- [Exercise directions] In full and without change, retype the records.

- [Data provided]

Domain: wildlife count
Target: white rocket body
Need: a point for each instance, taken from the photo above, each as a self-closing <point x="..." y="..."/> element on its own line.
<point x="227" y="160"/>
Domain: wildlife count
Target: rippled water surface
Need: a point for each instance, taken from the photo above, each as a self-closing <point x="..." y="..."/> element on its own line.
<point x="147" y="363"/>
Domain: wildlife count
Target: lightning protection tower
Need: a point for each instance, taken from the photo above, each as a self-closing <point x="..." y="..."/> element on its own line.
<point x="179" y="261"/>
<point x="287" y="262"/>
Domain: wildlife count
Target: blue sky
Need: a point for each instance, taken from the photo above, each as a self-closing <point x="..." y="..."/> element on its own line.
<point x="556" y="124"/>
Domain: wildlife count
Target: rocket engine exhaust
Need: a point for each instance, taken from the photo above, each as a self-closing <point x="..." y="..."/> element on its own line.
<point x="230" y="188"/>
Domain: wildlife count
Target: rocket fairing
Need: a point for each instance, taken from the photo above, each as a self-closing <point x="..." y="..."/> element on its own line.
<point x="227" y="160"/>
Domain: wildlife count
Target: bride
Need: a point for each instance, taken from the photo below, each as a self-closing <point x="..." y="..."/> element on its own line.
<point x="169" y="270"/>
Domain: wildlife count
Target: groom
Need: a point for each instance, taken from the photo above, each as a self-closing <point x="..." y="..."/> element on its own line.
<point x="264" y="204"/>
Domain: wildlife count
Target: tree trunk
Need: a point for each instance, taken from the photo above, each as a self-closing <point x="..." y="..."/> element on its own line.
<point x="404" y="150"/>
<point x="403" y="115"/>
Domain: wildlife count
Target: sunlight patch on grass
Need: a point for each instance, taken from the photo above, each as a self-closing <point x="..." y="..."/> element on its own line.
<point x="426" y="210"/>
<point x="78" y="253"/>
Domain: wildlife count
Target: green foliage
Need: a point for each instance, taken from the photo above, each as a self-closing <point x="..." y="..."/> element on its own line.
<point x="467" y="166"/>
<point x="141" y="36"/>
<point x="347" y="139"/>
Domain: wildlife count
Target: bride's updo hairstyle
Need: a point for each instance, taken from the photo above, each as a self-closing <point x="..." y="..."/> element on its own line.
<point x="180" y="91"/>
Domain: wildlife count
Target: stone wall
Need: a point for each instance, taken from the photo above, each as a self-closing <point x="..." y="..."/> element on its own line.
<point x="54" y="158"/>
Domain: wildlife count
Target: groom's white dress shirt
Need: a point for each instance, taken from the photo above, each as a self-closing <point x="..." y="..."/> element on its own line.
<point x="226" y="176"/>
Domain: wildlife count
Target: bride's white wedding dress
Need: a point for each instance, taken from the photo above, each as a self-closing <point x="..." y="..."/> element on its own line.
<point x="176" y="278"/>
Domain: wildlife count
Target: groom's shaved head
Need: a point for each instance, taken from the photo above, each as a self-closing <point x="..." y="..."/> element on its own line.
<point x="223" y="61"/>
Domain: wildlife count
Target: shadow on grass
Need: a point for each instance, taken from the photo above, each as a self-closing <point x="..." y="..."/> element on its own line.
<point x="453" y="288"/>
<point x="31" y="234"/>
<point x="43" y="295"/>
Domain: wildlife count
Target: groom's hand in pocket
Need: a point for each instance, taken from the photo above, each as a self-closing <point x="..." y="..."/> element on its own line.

- [Answer area]
Domain: wildlife count
Target: white rocket body
Need: a point for each instance, taken from the photo above, each as a self-closing <point x="..." y="..."/> element on its own line.
<point x="227" y="160"/>
Domain: wildlife count
Target: rippled water surface
Need: a point for each instance, taken from the photo above, each as a self-closing <point x="..." y="..."/> element on its own line.
<point x="147" y="363"/>
Domain: wildlife count
Target: lightning protection tower
Need: a point for each instance, taken from the photo above, each as a self-closing <point x="..." y="..."/> element on its own line.
<point x="179" y="261"/>
<point x="287" y="262"/>
Domain: wildlife count
Target: blue sky
Need: a point for each instance, taken from the photo above, each as a self-closing <point x="..." y="..."/> element on its own line.
<point x="556" y="124"/>
Domain: wildlife count
Target: rocket engine exhaust
Need: a point for each instance, taken from the photo above, each as a self-closing <point x="..." y="..."/> element on its own line.
<point x="230" y="188"/>
Domain: wildlife count
Target: rocket fairing
Need: a point for each instance, taken from the photo above, each as a self-closing <point x="..." y="..."/> element on its own line.
<point x="227" y="160"/>
Domain: wildlife count
Target: bride
Need: a point for each instance, taken from the photo below, each as a self-closing <point x="..." y="..."/> element on its own line.
<point x="169" y="270"/>
Domain: wildlife count
Target: groom
Need: a point for each instance, taken from the photo above, each as a self-closing <point x="..." y="..."/> element on its own line.
<point x="264" y="204"/>
Domain: wildlife count
Target: tree trunk
Need: a point for each instance, taken from the photo above, each as a self-closing <point x="..." y="..."/> element on its own line.
<point x="404" y="150"/>
<point x="403" y="115"/>
Domain: wildlife count
Target: sunlight patch on grass
Need: a point for each instance, taken from the photo above, each as a self-closing <point x="..." y="..."/> element on its own line.
<point x="426" y="210"/>
<point x="78" y="253"/>
Domain: wildlife count
Target: green foliage
Need: a point for each instance, taken from the photo above, each as a self-closing <point x="..." y="..."/> element on its own line.
<point x="467" y="166"/>
<point x="141" y="36"/>
<point x="347" y="139"/>
Domain: wildlife count
Target: bride's updo hairstyle
Need: a point for each instance, taken from the photo above, each as a self-closing <point x="..." y="..."/> element on its own line.
<point x="180" y="91"/>
Domain: wildlife count
Target: stone wall
Need: a point for each instance, taken from the photo above, each as a self-closing <point x="..." y="..."/> element on its own line.
<point x="54" y="158"/>
Domain: wildlife count
Target: groom's white dress shirt
Need: a point for each instance, taken from the photo above, each as a self-closing <point x="..." y="..."/> element on its own line.
<point x="226" y="176"/>
Domain: wildlife count
Target: bride's white wedding dress
Need: a point for each instance, taken from the photo above, each as a self-closing <point x="..." y="..."/> element on its own line.
<point x="176" y="278"/>
Domain: wildlife count
Target: groom's shaved head
Need: a point for each instance, taken from the photo above, each as a self-closing <point x="..." y="..."/> element on its own line.
<point x="223" y="61"/>
Domain: wildlife count
Target: shadow on grass
Need: a point for each instance, taken from the photo above, each as a self-closing <point x="..." y="..."/> element on its own line.
<point x="453" y="288"/>
<point x="31" y="234"/>
<point x="43" y="295"/>
Domain: wildlife count
Target: groom's hand in pocket
Need: a point for each instance, taken from the photo above, each as a self-closing <point x="..." y="..."/> element on its own line.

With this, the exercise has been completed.